--- EXERCISE DATA Enclosed Below ---

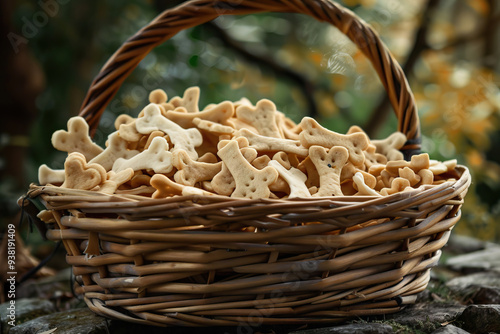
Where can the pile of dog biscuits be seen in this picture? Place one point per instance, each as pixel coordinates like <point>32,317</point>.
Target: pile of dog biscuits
<point>235,149</point>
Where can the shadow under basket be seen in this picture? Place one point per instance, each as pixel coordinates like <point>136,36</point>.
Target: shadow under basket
<point>221,261</point>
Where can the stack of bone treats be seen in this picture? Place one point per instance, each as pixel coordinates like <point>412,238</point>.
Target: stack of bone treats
<point>235,149</point>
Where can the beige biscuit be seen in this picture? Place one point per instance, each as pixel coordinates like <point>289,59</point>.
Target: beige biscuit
<point>329,166</point>
<point>223,183</point>
<point>182,139</point>
<point>362,187</point>
<point>158,96</point>
<point>47,175</point>
<point>123,119</point>
<point>372,157</point>
<point>238,124</point>
<point>189,100</point>
<point>208,158</point>
<point>438,167</point>
<point>168,188</point>
<point>81,175</point>
<point>218,114</point>
<point>409,174</point>
<point>129,132</point>
<point>426,176</point>
<point>250,182</point>
<point>191,172</point>
<point>390,147</point>
<point>262,117</point>
<point>315,134</point>
<point>306,166</point>
<point>294,178</point>
<point>213,127</point>
<point>268,144</point>
<point>417,163</point>
<point>156,157</point>
<point>114,180</point>
<point>76,139</point>
<point>288,129</point>
<point>140,180</point>
<point>399,184</point>
<point>117,148</point>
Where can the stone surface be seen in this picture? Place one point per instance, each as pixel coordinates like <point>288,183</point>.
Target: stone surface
<point>361,328</point>
<point>25,309</point>
<point>450,329</point>
<point>483,260</point>
<point>80,321</point>
<point>427,317</point>
<point>481,319</point>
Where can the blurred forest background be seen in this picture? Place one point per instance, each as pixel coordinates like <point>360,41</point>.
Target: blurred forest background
<point>449,50</point>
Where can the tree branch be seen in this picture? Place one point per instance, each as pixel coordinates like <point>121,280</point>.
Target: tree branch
<point>380,113</point>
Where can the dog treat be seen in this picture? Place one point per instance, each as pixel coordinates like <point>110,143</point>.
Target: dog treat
<point>47,175</point>
<point>210,126</point>
<point>115,180</point>
<point>329,166</point>
<point>156,157</point>
<point>218,114</point>
<point>182,139</point>
<point>76,139</point>
<point>268,144</point>
<point>190,172</point>
<point>315,134</point>
<point>81,175</point>
<point>117,148</point>
<point>262,117</point>
<point>250,182</point>
<point>362,187</point>
<point>166,188</point>
<point>158,96</point>
<point>295,179</point>
<point>237,149</point>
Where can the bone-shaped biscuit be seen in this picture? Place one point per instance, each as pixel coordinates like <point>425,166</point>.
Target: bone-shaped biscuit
<point>190,172</point>
<point>47,175</point>
<point>156,157</point>
<point>76,139</point>
<point>123,119</point>
<point>182,139</point>
<point>410,175</point>
<point>363,188</point>
<point>250,182</point>
<point>158,96</point>
<point>329,165</point>
<point>295,179</point>
<point>81,175</point>
<point>262,117</point>
<point>268,144</point>
<point>218,114</point>
<point>167,188</point>
<point>223,183</point>
<point>117,148</point>
<point>390,147</point>
<point>189,100</point>
<point>315,134</point>
<point>213,127</point>
<point>114,180</point>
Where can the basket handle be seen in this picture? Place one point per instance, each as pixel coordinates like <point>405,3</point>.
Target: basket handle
<point>196,12</point>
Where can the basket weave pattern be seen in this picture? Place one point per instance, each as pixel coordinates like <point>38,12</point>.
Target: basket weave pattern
<point>188,261</point>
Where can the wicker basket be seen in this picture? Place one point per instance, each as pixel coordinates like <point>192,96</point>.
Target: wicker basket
<point>184,261</point>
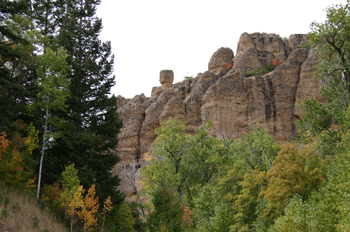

--- End of Enclosed EXERCISE DATA ---

EXERCISE AIM: Set down all records verbatim, omitting images.

RESULT FOR THIS TASK:
Where can the pile of dog biscuits be seen in this picture? Place one point per instance, each as pixel coordinates like <point>32,317</point>.
Target: pile of dog biscuits
<point>235,149</point>
Where can the shadow under basket be seen in this picture? Place one point per instance, each as pixel coordinates like <point>136,36</point>.
Target: shadow under basket
<point>221,261</point>
Where can the stack of bone treats be seen in this picture? Place one point per instance, each as pixel coordinates like <point>412,238</point>.
Target: stack of bone treats
<point>235,149</point>
Where can the beige biscuit be seen in this picture? Place one point per instance, each as pixel coordinates like <point>289,59</point>.
Target: beige biscuit
<point>329,166</point>
<point>223,183</point>
<point>182,139</point>
<point>362,187</point>
<point>158,96</point>
<point>47,175</point>
<point>123,119</point>
<point>372,157</point>
<point>238,124</point>
<point>189,100</point>
<point>208,158</point>
<point>438,167</point>
<point>168,188</point>
<point>81,175</point>
<point>218,114</point>
<point>409,174</point>
<point>129,132</point>
<point>426,176</point>
<point>250,182</point>
<point>191,172</point>
<point>390,147</point>
<point>262,117</point>
<point>315,134</point>
<point>306,166</point>
<point>294,178</point>
<point>213,127</point>
<point>268,144</point>
<point>417,163</point>
<point>156,157</point>
<point>114,180</point>
<point>76,139</point>
<point>288,129</point>
<point>140,180</point>
<point>399,184</point>
<point>117,148</point>
Where can the stone surface be seen in this picture? Place one point per instance, each as pixel coordinates like <point>288,183</point>.
Target: stone surface
<point>361,328</point>
<point>25,309</point>
<point>450,329</point>
<point>483,260</point>
<point>80,321</point>
<point>427,317</point>
<point>481,319</point>
Where can the blurred forest background be seen in this picture? Place one point per instance, each as pixel coordinates like <point>360,41</point>.
Target: blurred forest background
<point>449,50</point>
Where can the tree branch be seen in this picture? Place one point per instance, each as pixel coordinates like <point>121,280</point>.
Target: tree branch
<point>380,113</point>
Where can the dog treat be seen in this picture? Place one point per instance, each as pixel coordinates like <point>110,143</point>.
Target: dog treat
<point>47,175</point>
<point>210,126</point>
<point>115,180</point>
<point>329,166</point>
<point>156,157</point>
<point>218,114</point>
<point>182,139</point>
<point>76,139</point>
<point>268,144</point>
<point>190,172</point>
<point>315,134</point>
<point>81,175</point>
<point>117,148</point>
<point>262,117</point>
<point>250,182</point>
<point>362,187</point>
<point>166,188</point>
<point>158,96</point>
<point>295,179</point>
<point>237,149</point>
Where can the bone-shaped biscuit be seen in this picture? Place one point per instance, each as pixel coordinates like <point>425,166</point>.
Target: bone-shaped biscuit
<point>190,172</point>
<point>47,175</point>
<point>156,157</point>
<point>76,139</point>
<point>123,119</point>
<point>182,139</point>
<point>410,175</point>
<point>363,188</point>
<point>250,182</point>
<point>158,96</point>
<point>329,165</point>
<point>295,179</point>
<point>81,175</point>
<point>262,117</point>
<point>268,144</point>
<point>218,114</point>
<point>167,188</point>
<point>223,183</point>
<point>117,148</point>
<point>390,147</point>
<point>189,100</point>
<point>315,134</point>
<point>213,127</point>
<point>114,180</point>
Where can the basket handle be seen in this picture? Place one point per instance, each as pixel coordinates like <point>405,3</point>.
Target: basket handle
<point>196,12</point>
Where can the basket weave pattern be seen in this picture? Place one point per instance, each as pixel coordinates like <point>38,12</point>.
Target: basket weave pattern
<point>188,261</point>
Where can the wicker basket be seen in this picture? Place one point per instance, each as pixel coordinates like <point>192,96</point>.
Target: wicker basket
<point>184,261</point>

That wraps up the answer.